## WHAT YOU SHOULD DO
Show each line of the items below that contains the string "trailer", treating uppercase and lowercase as different.

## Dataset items
--- --- ---

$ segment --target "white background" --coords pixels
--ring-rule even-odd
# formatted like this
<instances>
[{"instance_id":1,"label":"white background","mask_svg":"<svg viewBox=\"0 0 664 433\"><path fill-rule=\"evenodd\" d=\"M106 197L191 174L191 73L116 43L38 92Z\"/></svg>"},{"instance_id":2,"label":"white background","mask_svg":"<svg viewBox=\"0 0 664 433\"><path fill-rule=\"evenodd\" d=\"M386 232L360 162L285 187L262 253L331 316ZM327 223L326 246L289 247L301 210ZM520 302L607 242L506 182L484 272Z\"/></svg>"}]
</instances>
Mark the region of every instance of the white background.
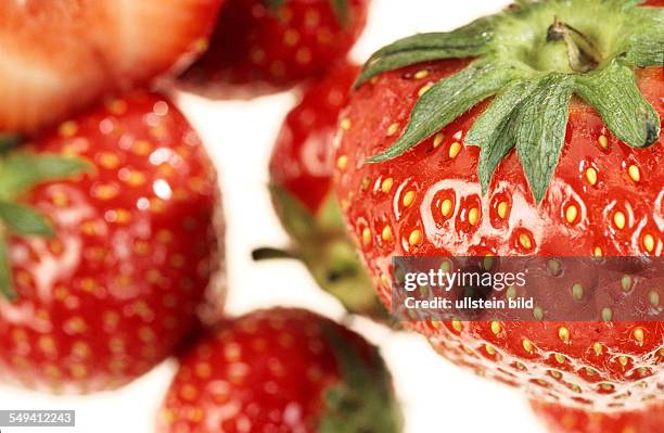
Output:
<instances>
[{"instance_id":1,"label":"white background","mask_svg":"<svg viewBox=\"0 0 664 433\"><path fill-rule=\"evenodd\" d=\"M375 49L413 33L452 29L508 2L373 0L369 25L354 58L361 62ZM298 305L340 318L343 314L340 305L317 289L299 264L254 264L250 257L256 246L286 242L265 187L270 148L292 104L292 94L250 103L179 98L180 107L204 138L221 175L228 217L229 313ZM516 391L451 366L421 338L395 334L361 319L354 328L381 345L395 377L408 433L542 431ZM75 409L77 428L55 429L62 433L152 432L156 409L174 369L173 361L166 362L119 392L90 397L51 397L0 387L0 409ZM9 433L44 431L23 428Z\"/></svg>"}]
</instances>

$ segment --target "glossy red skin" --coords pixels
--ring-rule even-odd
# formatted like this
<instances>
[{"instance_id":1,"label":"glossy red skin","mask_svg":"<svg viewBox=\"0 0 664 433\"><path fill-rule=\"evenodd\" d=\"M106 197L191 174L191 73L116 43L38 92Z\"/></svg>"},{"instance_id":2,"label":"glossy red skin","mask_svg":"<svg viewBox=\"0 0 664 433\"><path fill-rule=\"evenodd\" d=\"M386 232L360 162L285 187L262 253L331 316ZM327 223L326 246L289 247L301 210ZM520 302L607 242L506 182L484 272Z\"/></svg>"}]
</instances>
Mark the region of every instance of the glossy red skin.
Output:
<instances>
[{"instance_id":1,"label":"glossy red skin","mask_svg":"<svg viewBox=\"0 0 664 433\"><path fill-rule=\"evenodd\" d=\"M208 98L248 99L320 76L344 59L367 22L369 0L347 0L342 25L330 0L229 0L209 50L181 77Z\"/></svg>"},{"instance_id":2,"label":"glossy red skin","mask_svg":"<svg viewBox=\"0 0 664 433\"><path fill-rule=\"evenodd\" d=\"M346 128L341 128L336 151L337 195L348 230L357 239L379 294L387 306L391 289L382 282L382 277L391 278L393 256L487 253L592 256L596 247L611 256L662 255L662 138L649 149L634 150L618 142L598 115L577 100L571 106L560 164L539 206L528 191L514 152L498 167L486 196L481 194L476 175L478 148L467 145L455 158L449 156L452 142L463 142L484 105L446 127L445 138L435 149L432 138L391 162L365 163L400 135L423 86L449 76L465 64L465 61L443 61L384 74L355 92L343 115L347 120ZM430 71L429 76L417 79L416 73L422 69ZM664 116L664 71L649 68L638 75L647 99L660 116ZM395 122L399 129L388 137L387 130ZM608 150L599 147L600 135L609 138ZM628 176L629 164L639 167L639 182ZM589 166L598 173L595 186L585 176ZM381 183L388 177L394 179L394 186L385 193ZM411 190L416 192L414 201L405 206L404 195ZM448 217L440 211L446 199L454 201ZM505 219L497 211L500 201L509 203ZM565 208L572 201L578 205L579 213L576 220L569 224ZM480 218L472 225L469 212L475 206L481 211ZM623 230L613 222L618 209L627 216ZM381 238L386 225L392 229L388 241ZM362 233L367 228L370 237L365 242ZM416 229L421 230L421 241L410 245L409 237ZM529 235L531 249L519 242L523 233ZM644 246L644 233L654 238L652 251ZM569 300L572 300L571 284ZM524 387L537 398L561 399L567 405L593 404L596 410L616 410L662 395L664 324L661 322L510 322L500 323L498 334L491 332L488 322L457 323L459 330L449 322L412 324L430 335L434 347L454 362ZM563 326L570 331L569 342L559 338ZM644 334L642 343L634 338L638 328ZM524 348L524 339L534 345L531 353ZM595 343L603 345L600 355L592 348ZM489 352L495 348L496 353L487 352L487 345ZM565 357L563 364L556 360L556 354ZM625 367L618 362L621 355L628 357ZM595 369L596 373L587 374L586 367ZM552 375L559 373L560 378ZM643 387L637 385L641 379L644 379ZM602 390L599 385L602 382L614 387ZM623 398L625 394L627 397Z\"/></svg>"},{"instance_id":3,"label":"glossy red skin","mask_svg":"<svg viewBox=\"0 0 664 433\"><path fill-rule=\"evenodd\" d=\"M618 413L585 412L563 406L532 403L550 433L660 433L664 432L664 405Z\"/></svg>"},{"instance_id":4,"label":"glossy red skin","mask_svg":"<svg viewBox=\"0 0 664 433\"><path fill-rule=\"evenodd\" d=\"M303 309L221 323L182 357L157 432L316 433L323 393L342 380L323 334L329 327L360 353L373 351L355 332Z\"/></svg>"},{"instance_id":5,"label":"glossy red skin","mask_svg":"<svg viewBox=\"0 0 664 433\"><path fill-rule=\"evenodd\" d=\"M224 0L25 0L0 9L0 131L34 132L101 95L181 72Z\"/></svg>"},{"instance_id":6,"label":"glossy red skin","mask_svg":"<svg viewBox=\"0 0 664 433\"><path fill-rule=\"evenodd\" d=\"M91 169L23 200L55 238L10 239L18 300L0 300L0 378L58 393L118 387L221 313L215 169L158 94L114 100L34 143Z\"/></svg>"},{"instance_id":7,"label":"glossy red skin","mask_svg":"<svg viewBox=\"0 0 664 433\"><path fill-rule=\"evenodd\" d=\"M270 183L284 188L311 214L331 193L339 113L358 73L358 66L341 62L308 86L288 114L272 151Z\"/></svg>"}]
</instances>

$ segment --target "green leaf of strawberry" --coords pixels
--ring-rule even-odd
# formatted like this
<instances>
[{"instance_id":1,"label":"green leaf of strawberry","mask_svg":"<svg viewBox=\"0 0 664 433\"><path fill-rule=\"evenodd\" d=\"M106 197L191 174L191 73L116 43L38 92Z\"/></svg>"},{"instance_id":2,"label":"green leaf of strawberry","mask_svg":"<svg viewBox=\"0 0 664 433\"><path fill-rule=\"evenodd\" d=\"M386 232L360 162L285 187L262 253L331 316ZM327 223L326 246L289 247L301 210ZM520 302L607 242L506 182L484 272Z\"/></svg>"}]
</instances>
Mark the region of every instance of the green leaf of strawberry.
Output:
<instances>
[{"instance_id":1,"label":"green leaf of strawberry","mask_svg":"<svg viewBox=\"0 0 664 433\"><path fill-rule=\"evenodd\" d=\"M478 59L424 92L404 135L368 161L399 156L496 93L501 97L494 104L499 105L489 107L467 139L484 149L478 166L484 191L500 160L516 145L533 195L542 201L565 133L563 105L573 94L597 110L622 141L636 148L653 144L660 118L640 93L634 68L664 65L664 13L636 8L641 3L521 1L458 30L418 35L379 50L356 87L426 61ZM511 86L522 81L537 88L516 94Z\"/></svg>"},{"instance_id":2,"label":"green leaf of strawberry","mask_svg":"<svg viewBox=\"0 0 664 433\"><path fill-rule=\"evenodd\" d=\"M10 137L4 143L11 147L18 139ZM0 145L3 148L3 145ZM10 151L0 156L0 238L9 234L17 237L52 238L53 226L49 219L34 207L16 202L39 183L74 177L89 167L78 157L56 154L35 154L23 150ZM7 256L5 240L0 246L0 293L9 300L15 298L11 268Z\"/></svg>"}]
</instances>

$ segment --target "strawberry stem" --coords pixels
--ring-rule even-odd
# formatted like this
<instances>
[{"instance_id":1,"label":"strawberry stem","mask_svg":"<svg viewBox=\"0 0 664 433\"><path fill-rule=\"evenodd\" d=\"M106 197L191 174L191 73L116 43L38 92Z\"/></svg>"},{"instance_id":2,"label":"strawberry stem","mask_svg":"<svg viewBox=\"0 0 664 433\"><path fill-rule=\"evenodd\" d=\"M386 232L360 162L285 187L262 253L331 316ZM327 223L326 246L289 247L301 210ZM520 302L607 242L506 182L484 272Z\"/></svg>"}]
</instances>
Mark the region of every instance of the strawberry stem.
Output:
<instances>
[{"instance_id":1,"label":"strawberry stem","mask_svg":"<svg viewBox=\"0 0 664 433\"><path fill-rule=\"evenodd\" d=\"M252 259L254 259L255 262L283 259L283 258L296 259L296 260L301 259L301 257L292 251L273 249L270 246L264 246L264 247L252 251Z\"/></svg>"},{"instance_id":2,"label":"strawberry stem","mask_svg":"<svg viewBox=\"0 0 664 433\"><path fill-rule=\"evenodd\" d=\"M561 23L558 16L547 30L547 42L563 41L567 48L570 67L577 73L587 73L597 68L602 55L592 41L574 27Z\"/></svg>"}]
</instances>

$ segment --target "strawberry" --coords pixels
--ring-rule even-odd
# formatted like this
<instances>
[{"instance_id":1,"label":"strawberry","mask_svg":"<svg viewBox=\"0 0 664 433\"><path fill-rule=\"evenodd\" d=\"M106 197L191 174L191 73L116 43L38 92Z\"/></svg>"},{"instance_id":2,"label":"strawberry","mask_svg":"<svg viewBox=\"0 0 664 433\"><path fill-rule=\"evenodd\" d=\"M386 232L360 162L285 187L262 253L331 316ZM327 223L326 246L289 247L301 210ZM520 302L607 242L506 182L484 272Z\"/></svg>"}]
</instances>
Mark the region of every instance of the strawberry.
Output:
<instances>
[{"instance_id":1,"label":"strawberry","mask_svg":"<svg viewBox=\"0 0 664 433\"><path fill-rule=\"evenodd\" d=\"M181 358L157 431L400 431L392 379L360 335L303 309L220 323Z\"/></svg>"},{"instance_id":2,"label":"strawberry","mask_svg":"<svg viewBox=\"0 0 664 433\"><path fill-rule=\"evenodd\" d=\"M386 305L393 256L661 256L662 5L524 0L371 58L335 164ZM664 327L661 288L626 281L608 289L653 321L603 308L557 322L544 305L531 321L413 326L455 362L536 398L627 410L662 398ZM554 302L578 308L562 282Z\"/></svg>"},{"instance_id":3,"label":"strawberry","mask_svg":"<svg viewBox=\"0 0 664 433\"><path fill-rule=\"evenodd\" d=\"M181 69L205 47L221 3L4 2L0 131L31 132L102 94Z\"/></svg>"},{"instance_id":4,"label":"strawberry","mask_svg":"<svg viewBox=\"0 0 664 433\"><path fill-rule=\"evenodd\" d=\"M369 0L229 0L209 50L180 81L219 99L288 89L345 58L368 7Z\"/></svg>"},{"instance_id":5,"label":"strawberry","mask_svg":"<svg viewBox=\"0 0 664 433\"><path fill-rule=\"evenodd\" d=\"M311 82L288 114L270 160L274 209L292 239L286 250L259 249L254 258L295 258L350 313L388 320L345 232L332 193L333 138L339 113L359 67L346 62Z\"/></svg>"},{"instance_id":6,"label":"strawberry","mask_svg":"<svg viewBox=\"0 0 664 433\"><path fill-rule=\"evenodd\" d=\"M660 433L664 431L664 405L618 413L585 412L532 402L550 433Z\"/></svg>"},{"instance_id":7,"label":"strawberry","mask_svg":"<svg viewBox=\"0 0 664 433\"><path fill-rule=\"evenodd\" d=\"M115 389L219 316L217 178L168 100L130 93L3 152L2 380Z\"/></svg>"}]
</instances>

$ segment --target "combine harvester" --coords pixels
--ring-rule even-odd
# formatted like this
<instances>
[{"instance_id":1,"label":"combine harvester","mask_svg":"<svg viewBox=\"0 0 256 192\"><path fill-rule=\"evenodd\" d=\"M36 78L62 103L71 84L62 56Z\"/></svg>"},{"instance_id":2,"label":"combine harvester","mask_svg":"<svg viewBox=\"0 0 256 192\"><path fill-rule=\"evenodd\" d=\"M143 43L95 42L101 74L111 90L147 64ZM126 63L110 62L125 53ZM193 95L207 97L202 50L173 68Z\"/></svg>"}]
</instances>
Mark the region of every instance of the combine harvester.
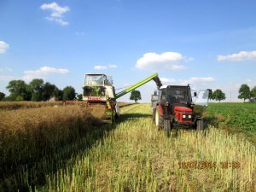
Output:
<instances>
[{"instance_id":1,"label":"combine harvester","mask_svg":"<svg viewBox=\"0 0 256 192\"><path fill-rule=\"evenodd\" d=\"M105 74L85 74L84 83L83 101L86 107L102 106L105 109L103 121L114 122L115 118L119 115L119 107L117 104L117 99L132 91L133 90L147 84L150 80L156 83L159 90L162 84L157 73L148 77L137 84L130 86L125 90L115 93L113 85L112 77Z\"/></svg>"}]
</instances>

--- --- ---

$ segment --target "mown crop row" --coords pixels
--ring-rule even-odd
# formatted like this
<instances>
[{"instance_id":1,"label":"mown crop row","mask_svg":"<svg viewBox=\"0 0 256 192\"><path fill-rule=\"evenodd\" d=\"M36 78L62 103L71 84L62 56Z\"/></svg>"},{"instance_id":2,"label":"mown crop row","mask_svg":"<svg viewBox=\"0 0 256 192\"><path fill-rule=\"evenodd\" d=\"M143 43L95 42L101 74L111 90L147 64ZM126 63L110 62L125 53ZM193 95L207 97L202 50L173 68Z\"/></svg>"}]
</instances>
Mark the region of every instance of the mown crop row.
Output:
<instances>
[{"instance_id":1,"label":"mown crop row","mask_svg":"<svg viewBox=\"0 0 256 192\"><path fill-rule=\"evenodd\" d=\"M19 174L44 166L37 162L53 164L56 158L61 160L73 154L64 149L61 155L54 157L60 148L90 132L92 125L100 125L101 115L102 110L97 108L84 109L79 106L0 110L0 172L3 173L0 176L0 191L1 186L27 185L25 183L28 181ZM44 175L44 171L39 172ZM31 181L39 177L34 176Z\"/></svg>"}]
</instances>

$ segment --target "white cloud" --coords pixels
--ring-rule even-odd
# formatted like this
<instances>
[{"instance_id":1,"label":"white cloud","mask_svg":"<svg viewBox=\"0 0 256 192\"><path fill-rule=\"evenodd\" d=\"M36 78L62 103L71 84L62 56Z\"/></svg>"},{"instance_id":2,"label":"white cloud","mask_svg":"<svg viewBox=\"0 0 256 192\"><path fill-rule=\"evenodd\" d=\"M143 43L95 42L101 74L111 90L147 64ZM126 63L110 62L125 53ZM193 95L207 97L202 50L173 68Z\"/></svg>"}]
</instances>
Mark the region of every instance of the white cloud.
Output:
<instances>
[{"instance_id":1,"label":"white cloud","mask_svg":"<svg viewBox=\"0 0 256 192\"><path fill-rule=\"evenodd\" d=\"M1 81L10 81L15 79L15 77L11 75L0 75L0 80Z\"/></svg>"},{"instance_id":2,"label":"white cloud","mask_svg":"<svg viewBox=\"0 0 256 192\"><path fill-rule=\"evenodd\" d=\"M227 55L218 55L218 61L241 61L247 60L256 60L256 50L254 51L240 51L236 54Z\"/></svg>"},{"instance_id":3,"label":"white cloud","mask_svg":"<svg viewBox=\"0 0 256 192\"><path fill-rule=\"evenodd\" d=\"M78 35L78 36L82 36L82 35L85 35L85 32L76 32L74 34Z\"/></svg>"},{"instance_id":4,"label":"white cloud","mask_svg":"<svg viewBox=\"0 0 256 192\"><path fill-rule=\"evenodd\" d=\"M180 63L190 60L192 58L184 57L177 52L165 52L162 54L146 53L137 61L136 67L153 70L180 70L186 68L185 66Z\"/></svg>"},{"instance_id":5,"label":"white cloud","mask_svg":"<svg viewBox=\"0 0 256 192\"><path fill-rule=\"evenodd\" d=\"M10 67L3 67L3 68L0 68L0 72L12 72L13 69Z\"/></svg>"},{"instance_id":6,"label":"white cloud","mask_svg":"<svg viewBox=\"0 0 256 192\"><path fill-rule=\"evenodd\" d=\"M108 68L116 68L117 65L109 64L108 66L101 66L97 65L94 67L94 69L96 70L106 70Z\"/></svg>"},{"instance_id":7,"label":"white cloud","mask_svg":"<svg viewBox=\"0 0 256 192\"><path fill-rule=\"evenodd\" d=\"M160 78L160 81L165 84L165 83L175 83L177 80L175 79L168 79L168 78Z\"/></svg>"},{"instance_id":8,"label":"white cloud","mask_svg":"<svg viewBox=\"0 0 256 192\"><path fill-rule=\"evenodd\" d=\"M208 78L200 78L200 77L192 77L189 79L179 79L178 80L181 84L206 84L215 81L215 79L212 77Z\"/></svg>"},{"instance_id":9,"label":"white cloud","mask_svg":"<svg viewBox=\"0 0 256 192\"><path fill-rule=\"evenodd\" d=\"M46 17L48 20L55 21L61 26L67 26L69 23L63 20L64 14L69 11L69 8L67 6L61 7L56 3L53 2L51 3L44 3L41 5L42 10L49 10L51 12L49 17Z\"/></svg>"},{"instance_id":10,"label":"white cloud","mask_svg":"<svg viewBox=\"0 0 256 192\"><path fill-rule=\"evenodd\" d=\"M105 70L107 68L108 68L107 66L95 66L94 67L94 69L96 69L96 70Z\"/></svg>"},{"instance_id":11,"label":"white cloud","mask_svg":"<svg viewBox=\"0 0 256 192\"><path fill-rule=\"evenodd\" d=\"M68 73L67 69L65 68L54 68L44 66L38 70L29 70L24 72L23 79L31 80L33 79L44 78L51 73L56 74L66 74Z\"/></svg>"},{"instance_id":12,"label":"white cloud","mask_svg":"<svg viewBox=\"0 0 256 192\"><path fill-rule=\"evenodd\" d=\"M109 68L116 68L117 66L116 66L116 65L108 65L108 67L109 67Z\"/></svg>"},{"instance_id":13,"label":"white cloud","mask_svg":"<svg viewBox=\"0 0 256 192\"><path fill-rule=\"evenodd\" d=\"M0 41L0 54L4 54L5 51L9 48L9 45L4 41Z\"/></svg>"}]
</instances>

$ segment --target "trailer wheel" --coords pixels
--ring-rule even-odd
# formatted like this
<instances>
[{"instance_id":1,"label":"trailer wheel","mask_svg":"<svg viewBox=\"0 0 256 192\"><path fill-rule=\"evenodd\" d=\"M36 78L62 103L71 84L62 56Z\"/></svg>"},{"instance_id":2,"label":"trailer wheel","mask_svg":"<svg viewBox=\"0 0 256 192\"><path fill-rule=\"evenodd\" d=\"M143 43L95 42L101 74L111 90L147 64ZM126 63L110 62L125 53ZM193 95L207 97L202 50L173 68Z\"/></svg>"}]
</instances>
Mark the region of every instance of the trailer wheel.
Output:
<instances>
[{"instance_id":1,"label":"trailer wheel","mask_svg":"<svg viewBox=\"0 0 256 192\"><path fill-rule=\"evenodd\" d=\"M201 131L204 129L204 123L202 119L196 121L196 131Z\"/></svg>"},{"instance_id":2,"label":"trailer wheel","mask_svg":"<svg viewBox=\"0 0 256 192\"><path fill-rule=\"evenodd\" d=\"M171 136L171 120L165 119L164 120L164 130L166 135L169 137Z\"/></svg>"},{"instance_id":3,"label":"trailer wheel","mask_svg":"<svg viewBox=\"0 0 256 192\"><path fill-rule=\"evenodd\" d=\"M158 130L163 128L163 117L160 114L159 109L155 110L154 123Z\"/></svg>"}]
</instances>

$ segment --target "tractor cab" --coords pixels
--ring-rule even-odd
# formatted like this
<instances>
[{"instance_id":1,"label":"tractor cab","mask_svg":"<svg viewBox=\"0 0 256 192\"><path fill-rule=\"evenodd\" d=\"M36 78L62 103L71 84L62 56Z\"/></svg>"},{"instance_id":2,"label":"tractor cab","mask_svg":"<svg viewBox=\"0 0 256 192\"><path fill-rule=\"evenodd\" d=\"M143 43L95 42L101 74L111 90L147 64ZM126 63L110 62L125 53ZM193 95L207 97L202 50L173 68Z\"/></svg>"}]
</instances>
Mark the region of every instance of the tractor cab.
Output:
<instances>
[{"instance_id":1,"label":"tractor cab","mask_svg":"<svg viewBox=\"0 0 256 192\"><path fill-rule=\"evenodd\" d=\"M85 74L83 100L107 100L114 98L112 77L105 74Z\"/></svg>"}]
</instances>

--- --- ---

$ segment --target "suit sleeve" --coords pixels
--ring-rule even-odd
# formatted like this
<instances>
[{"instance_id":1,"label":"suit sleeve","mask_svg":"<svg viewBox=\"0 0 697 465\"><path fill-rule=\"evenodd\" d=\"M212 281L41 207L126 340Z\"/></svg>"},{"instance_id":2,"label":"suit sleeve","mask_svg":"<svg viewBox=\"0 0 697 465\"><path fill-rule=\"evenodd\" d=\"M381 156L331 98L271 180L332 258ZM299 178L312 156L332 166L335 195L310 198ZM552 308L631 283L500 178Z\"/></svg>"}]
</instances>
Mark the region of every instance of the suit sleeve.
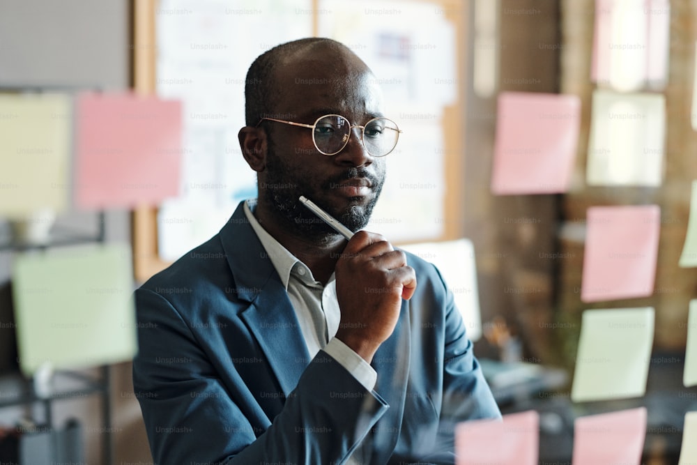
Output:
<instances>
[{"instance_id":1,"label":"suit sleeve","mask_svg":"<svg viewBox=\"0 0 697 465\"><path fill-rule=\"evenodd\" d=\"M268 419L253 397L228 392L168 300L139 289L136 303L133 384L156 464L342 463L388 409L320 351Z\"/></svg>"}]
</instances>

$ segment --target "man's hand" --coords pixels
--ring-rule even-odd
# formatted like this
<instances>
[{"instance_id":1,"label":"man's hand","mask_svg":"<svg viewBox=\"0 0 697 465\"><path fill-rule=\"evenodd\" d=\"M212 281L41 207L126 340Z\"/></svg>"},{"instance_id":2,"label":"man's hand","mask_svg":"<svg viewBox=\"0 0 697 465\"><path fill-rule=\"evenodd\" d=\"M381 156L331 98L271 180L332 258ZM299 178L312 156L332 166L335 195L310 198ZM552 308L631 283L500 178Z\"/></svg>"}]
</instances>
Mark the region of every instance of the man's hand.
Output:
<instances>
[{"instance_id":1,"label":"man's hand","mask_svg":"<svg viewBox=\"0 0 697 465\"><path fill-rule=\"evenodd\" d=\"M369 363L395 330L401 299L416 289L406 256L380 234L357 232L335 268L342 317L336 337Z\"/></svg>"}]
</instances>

--- --- ---

## COMPLETED EXERCISE
$ segment --target "trailer wheel" --coords pixels
[{"instance_id":1,"label":"trailer wheel","mask_svg":"<svg viewBox=\"0 0 256 192\"><path fill-rule=\"evenodd\" d=\"M36 78L62 103L71 84L62 56Z\"/></svg>"},{"instance_id":2,"label":"trailer wheel","mask_svg":"<svg viewBox=\"0 0 256 192\"><path fill-rule=\"evenodd\" d=\"M143 43L95 42L101 74L111 90L147 64ZM126 63L110 62L125 53ZM193 95L207 97L202 50L173 68Z\"/></svg>"}]
Mark the region of every instance of the trailer wheel.
[{"instance_id":1,"label":"trailer wheel","mask_svg":"<svg viewBox=\"0 0 256 192\"><path fill-rule=\"evenodd\" d=\"M201 131L204 129L204 123L202 119L196 121L196 131Z\"/></svg>"},{"instance_id":2,"label":"trailer wheel","mask_svg":"<svg viewBox=\"0 0 256 192\"><path fill-rule=\"evenodd\" d=\"M171 136L171 120L165 119L164 120L164 130L166 135L169 137Z\"/></svg>"},{"instance_id":3,"label":"trailer wheel","mask_svg":"<svg viewBox=\"0 0 256 192\"><path fill-rule=\"evenodd\" d=\"M158 130L163 128L163 117L160 114L159 109L155 110L154 123Z\"/></svg>"}]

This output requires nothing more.